BEGIN GIVEN TEXT
Jerome Zeldis
About Jerome B. Zeldis
Jerome B. Zeldis, MD, PhD (age 75) has served as an independent director of Soligenix (SNGX) since June 2011, bringing >30 years of clinical development and biopharma leadership experience, including prior service as Chief Medical Officer of Celgene and CEO of Celgene Global Health . He retired as EVP, R&D at NexImmune in March 2023; earlier roles include CMO and President of Clinical Research/Drug Safety/Regulatory at Sorrento and Celularity, and clinical research leadership at Sandoz and Janssen . Dr. Zeldis holds a BA and MS from Brown and an MD/PhD (Molecular Biophysics & Biochemistry) from Yale; he trained in Internal Medicine at UCLA and Gastroenterology at MGH/Harvard .
Past Roles
| Organization | Role | Tenure | Committees/Impact |
|---|---|---|---|
| NexImmune | Executive Vice President, Research & Development | Retired March 2023 | Senior R&D leadership |
| Celularity, Inc. | Chief Medical Officer; President of Clinical Research, Drug Safety & Regulatory | Not disclosed | Clinical/medical leadership |
| Sorrento Therapeutics, Inc. | Chief Medical Officer; President of Clinical Research, Drug Safety & Regulatory | Not disclosed | Clinical/medical leadership |
| Celgene Corporation | Chief Medical Officer; CEO, Celgene Global Health | Employed 1997–2016 | Executive officer of a public biopharma |
| Janssen Research Institute | Clinical research and medical development | 1994–1997 | Clinical development |
| Sandoz Research Institute | Clinical research and medical development | 1994–1997 | Clinical development |
| Harvard Medical School | Assistant Professor of Medicine | 1987–1988 | Academic appointment |
| UC Davis | Associate Professor of Medicine | 1988–1994 | Academic appointment |
| Cornell Medical School | Clinical Associate Professor of Medicine | 1995–2003 | Academic appointment |
| Robert Wood Johnson Medical School | Professor of Clinical Medicine | 1998–2010 | Academic appointment |
External Roles
| Organization | Role | Status / Notes |
|---|---|---|
| PTC Therapeutics, Inc. | Director | Listed as “currently on the board” |
| BioSig Technologies, Inc. | Director | Listed as “currently on the board” |
| MetaStat, Inc. | Director | Listed as “currently on the board” |
| Castleman’s Disease Organization | Director | Listed as “currently on the board” |
| Alliqua, Inc. | Director | Listed as “currently on the board” |
Compensation Committee interlocks: None disclosed by SNGX; no officer/director cross-service reported in the last year .
END GIVEN TEXT
WORK TO COMPLETE: Using the Zeldis profile, explain in one to three sentences why it lists no compensation committee interlocks. The rows that come next have no connection to the Zeldis profile.
BEGIN DATA EXCERPTS
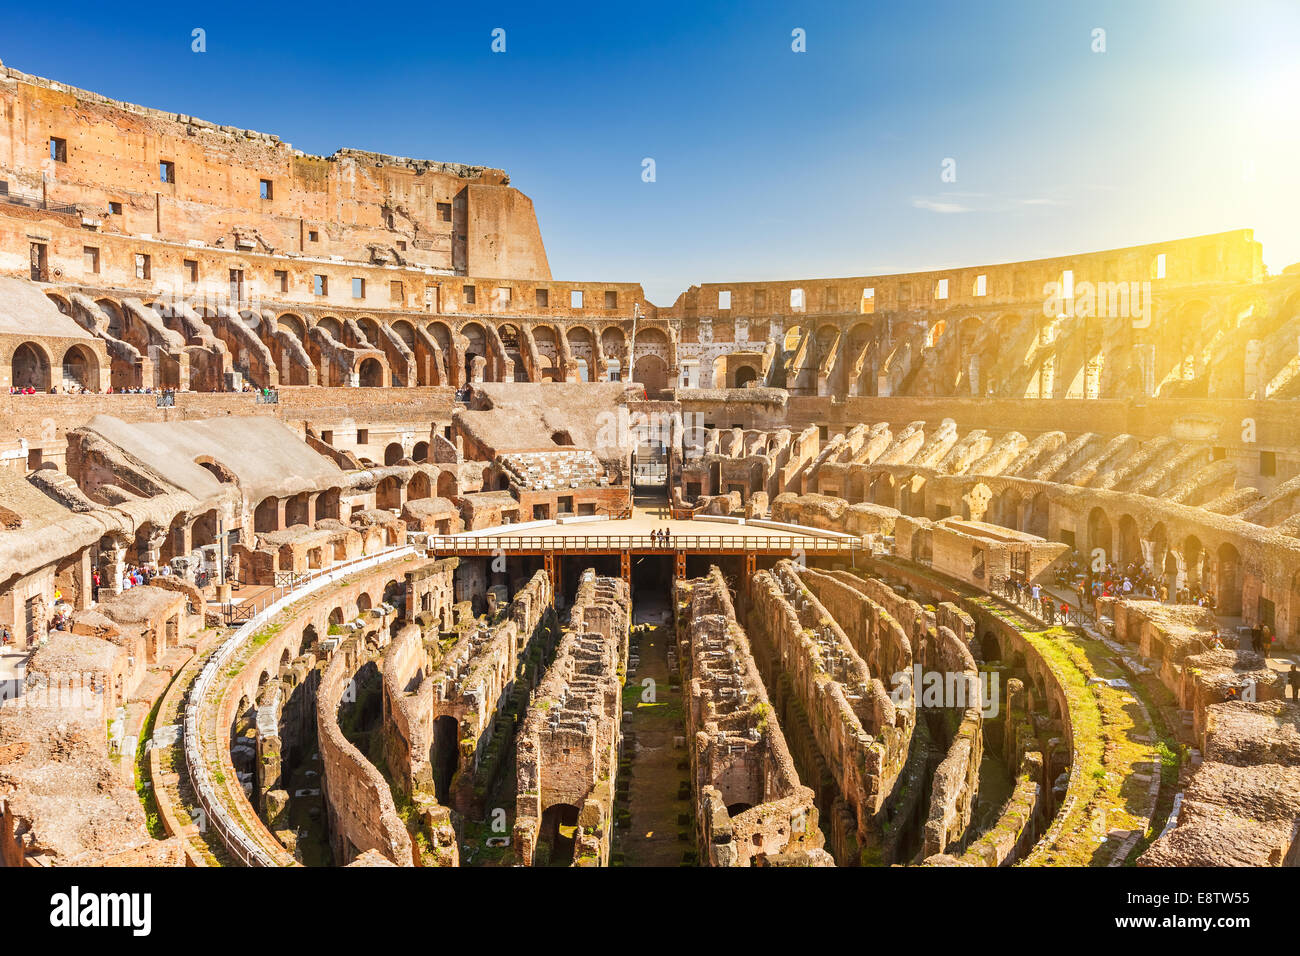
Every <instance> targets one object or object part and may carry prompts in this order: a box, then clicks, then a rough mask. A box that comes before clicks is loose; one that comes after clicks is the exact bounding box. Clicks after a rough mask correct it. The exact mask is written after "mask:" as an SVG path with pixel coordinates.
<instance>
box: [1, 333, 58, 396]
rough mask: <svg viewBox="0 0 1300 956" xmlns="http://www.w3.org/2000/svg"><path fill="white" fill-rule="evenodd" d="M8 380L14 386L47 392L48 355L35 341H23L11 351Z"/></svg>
mask: <svg viewBox="0 0 1300 956" xmlns="http://www.w3.org/2000/svg"><path fill="white" fill-rule="evenodd" d="M9 381H10V382H12V384H13V386H14V388H19V389H35V390H36V392H49V385H51V381H49V356H48V355H45V350H44V349H42V347H40V346H39V345H36V343H35V342H23V343H22V345H19V346H18V347H17V349H16V350H14V352H13V367H12V368H10V378H9Z"/></svg>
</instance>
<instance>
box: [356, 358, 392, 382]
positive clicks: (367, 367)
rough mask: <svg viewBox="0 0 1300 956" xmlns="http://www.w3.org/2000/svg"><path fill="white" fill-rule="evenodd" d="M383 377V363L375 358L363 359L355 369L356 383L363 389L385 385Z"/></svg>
mask: <svg viewBox="0 0 1300 956" xmlns="http://www.w3.org/2000/svg"><path fill="white" fill-rule="evenodd" d="M383 378H385V376H383V365H382V364H380V360H378V359H376V358H368V359H363V360H361V364H360V367H359V368H357V369H356V380H357V385H360V386H361V388H363V389H382V388H383V386H385V381H383Z"/></svg>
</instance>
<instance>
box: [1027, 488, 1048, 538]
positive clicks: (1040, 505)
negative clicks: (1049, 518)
mask: <svg viewBox="0 0 1300 956" xmlns="http://www.w3.org/2000/svg"><path fill="white" fill-rule="evenodd" d="M1049 524H1050V522H1049V520H1048V496H1047V494H1044V493H1043V492H1039V493H1037V494H1035V496H1034V499H1032V501H1031V502H1030V518H1028V527H1027V528H1026V531H1028V532H1030V533H1031V535H1037V536H1039V537H1041V538H1047V536H1048V528H1049Z"/></svg>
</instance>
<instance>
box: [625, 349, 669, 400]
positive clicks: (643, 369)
mask: <svg viewBox="0 0 1300 956" xmlns="http://www.w3.org/2000/svg"><path fill="white" fill-rule="evenodd" d="M632 380H633V381H636V382H640V384H641V385H643V386H645V390H646V394H647V395H654V394H658V393H660V392H663V390H664V388H667V385H668V364H667V363H666V362H664V360H663V359H662V358H659V356H658V355H642V356H641V358H640V359H637V364H636V365H634V367H633V369H632Z"/></svg>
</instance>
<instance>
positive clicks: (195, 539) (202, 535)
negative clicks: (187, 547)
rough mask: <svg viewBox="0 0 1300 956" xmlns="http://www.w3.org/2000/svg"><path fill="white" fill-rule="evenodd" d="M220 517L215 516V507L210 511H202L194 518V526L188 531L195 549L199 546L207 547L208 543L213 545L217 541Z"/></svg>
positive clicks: (215, 512) (215, 513) (201, 547)
mask: <svg viewBox="0 0 1300 956" xmlns="http://www.w3.org/2000/svg"><path fill="white" fill-rule="evenodd" d="M218 527H220V519H218V516H217V511H216V509H213V510H212V511H204V512H203V514H201V515H199V516H198V518H196V519H195V520H194V527H192V528H191V531H190V541H191V544H192V545H194V549H195V550H199V549H200V548H207V546H208V545H214V544H216V542H217V535H218Z"/></svg>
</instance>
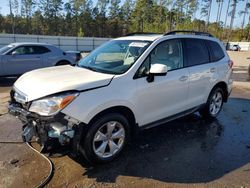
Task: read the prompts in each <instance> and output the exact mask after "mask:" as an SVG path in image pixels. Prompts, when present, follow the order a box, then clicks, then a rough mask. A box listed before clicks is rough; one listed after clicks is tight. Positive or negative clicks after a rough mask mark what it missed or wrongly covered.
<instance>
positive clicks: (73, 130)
mask: <svg viewBox="0 0 250 188" xmlns="http://www.w3.org/2000/svg"><path fill="white" fill-rule="evenodd" d="M9 113H10V114H12V115H14V116H16V117H18V118H19V119H20V120H21V121H22V122H23V133H22V138H23V141H24V142H30V141H31V140H32V139H33V138H35V139H36V140H37V141H38V143H39V144H40V145H42V146H45V145H46V144H47V143H48V142H49V141H50V140H52V139H58V141H59V143H60V144H61V145H66V144H68V143H70V141H71V139H72V138H73V137H74V134H75V129H74V126H75V125H76V124H77V123H78V122H77V121H75V120H74V119H72V118H70V117H68V116H66V115H64V114H62V113H59V114H57V115H55V116H50V117H43V116H39V115H37V114H35V113H32V112H29V111H28V110H26V109H24V108H23V107H22V106H21V105H20V104H18V103H10V104H9Z"/></svg>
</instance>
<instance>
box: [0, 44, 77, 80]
mask: <svg viewBox="0 0 250 188" xmlns="http://www.w3.org/2000/svg"><path fill="white" fill-rule="evenodd" d="M79 59H80V52H75V51H69V52H64V51H62V50H61V49H60V48H58V47H56V46H53V45H51V44H46V43H11V44H9V45H7V46H4V47H2V48H0V76H14V75H21V74H23V73H25V72H28V71H31V70H34V69H39V68H44V67H51V66H58V65H67V64H69V65H70V64H71V65H75V64H76V61H78V60H79Z"/></svg>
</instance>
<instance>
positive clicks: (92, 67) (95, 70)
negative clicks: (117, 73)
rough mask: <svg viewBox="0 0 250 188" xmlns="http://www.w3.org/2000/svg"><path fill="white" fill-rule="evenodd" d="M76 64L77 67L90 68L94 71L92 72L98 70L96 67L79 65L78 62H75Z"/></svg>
mask: <svg viewBox="0 0 250 188" xmlns="http://www.w3.org/2000/svg"><path fill="white" fill-rule="evenodd" d="M77 66H78V67H82V68H85V69H89V70H92V71H94V72H99V71H98V69H95V68H93V67H90V66H83V65H82V66H81V65H79V64H77Z"/></svg>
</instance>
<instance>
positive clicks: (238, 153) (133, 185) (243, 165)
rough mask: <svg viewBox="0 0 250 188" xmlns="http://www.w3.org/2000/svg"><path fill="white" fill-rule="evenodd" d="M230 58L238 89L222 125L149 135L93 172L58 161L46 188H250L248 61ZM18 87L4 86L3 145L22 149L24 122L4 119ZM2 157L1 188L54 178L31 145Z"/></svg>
mask: <svg viewBox="0 0 250 188" xmlns="http://www.w3.org/2000/svg"><path fill="white" fill-rule="evenodd" d="M229 55H230V57H231V58H232V60H233V61H234V80H235V82H234V89H233V93H232V95H231V98H230V100H229V102H228V103H227V104H225V106H224V108H223V111H222V112H221V114H220V115H219V117H218V118H217V119H216V120H214V121H207V120H204V119H201V118H200V116H198V115H197V114H194V115H190V116H187V117H184V118H181V119H179V120H176V121H173V122H170V123H168V124H166V125H162V126H159V127H156V128H152V129H150V130H146V131H143V132H141V133H140V134H138V135H137V136H136V138H134V139H133V141H132V142H131V144H130V145H129V146H128V147H127V148H126V150H125V152H124V153H123V155H122V156H121V157H120V158H119V159H117V160H116V161H114V162H112V163H110V164H107V165H102V166H99V167H95V168H93V167H91V166H87V165H86V164H85V163H84V162H83V161H81V160H80V159H79V160H73V159H71V158H70V157H69V156H62V157H58V158H52V161H53V163H54V165H55V173H54V177H53V179H52V180H51V182H50V183H49V184H48V186H47V187H146V188H147V187H150V188H151V187H250V136H249V133H250V126H249V122H250V82H248V81H247V67H248V65H249V63H250V60H249V59H247V58H248V57H250V53H249V52H230V53H229ZM14 81H15V79H14V78H8V79H3V78H0V142H1V141H21V138H20V133H21V123H20V121H19V120H18V119H16V118H13V117H12V116H10V115H8V114H6V112H7V111H6V106H7V101H8V92H9V90H10V88H11V85H12V83H13V82H14ZM35 146H36V147H37V145H35ZM37 148H39V147H37ZM0 153H1V155H0V187H35V186H36V185H38V184H39V183H40V181H41V180H42V179H43V178H45V176H46V175H47V173H48V171H49V168H48V164H47V163H46V161H45V160H44V159H43V158H41V157H40V156H39V155H37V154H36V153H34V152H33V151H32V150H30V149H29V148H28V147H27V146H26V145H25V144H15V145H10V144H2V143H0Z"/></svg>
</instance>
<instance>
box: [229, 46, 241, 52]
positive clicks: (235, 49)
mask: <svg viewBox="0 0 250 188" xmlns="http://www.w3.org/2000/svg"><path fill="white" fill-rule="evenodd" d="M240 49H241V47H240V46H239V45H238V44H234V45H233V46H232V48H231V50H232V51H240Z"/></svg>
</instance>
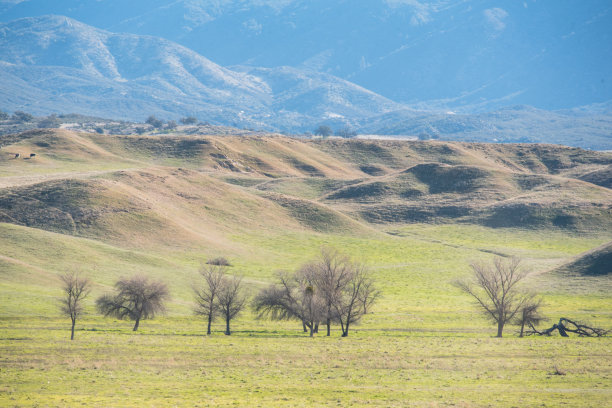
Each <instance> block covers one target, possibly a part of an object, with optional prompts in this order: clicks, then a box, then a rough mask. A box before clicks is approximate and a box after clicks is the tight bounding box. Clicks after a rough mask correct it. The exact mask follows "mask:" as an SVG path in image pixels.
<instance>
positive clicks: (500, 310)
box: [455, 257, 537, 337]
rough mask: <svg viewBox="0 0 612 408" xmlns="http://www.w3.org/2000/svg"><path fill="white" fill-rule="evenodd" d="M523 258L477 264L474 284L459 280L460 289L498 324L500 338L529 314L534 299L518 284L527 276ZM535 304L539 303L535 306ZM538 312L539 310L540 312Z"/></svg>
mask: <svg viewBox="0 0 612 408" xmlns="http://www.w3.org/2000/svg"><path fill="white" fill-rule="evenodd" d="M520 263H521V261H520V259H519V258H512V259H510V260H508V261H504V260H503V259H502V258H499V257H498V258H495V260H494V261H493V266H492V267H491V266H489V265H486V264H484V263H482V262H473V263H472V264H471V265H470V266H471V267H472V271H473V273H474V275H473V277H474V281H473V282H472V281H468V280H459V281H456V283H455V284H456V286H457V287H458V288H459V289H461V290H462V291H463V292H465V293H467V294H469V295H470V296H472V297H473V298H474V299H476V301H477V303H478V305H479V306H480V307H481V308H482V309H483V312H484V313H485V315H487V316H488V317H489V318H491V319H492V320H493V321H494V322H495V323H496V324H497V337H502V334H503V331H504V326H505V325H506V323H509V322H511V321H512V320H513V319H514V317H515V316H516V314H517V313H518V312H519V311H521V310H526V309H525V308H526V307H527V304H528V303H530V302H532V296H531V295H528V294H524V293H521V292H520V289H519V288H518V286H517V285H518V283H519V282H520V281H522V280H523V279H524V278H525V277H526V276H527V272H526V270H524V269H522V268H521V266H520ZM533 304H535V303H533ZM536 309H537V308H536Z"/></svg>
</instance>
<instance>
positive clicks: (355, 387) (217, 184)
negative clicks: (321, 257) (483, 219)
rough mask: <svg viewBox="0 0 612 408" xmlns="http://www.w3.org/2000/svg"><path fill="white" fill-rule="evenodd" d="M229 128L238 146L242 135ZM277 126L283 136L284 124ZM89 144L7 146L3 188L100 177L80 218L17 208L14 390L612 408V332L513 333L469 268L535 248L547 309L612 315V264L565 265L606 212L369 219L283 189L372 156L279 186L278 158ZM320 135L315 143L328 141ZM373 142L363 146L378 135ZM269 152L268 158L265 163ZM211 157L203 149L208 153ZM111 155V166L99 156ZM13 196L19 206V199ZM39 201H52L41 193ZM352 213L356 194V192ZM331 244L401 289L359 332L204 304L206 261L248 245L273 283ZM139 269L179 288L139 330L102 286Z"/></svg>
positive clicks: (0, 309)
END DATA EXCERPTS
SOLUTION TO THIS TASK: SNGX disclosed no compensation committee interlocks. No officer or director cross-service was reported in the last year.